Your task: Copy out the listing in full, exactly as written, but not its pictures.

►

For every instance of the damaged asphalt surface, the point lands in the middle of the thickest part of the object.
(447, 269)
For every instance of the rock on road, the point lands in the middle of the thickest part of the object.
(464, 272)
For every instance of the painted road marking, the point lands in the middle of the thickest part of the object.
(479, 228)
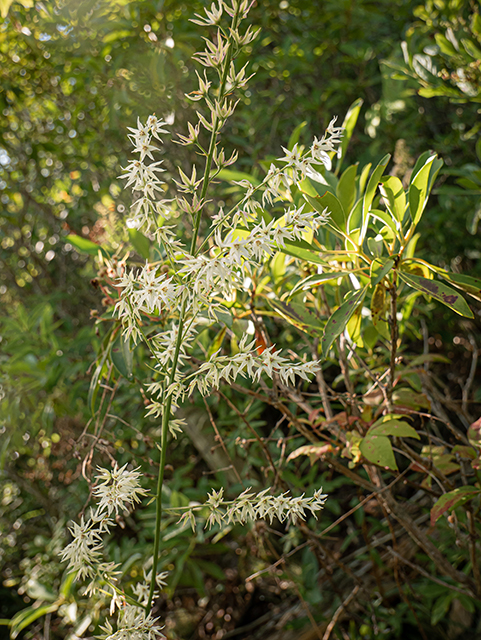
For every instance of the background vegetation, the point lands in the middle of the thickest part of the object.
(74, 75)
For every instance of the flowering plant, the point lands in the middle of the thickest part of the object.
(215, 264)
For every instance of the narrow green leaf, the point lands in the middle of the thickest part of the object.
(339, 319)
(452, 499)
(332, 204)
(394, 196)
(303, 250)
(418, 190)
(387, 220)
(346, 188)
(297, 315)
(363, 178)
(370, 192)
(317, 279)
(294, 138)
(140, 243)
(398, 428)
(25, 617)
(238, 176)
(348, 124)
(439, 291)
(122, 356)
(217, 342)
(468, 284)
(379, 269)
(378, 450)
(84, 245)
(4, 7)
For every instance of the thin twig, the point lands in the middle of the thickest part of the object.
(338, 612)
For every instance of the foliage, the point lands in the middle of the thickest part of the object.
(324, 262)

◄

The answer:
For every instance of the damaged asphalt surface, the point lands in the middle of the thickest part of the object.
(447, 269)
For every instance of the rock on road, the point lands in the middle of the thickest part of the object.
(464, 272)
For every instance of the painted road marking, the point lands in the middle of the thickest part of the object.
(479, 228)
For every instance of the background vegetation, the point lands in the middle of the thickest part of the object.
(74, 75)
For every instance of the flowering plant, the point lands in the middle of the thickest part of the object.
(215, 264)
For every instance of the narrow green leaf, the point lands in the middle of the thickest part of the object.
(339, 319)
(452, 499)
(332, 204)
(394, 196)
(303, 250)
(418, 190)
(387, 220)
(346, 188)
(297, 315)
(363, 178)
(370, 192)
(317, 279)
(294, 138)
(140, 243)
(398, 428)
(25, 617)
(238, 176)
(348, 124)
(439, 291)
(122, 356)
(217, 342)
(468, 284)
(379, 269)
(378, 450)
(84, 245)
(4, 7)
For every instance of the thin twig, the point lands in the middle of the thickest part of the object.
(338, 612)
For every instance of the foliage, the point lands in the middle of the thickest part of the object.
(324, 262)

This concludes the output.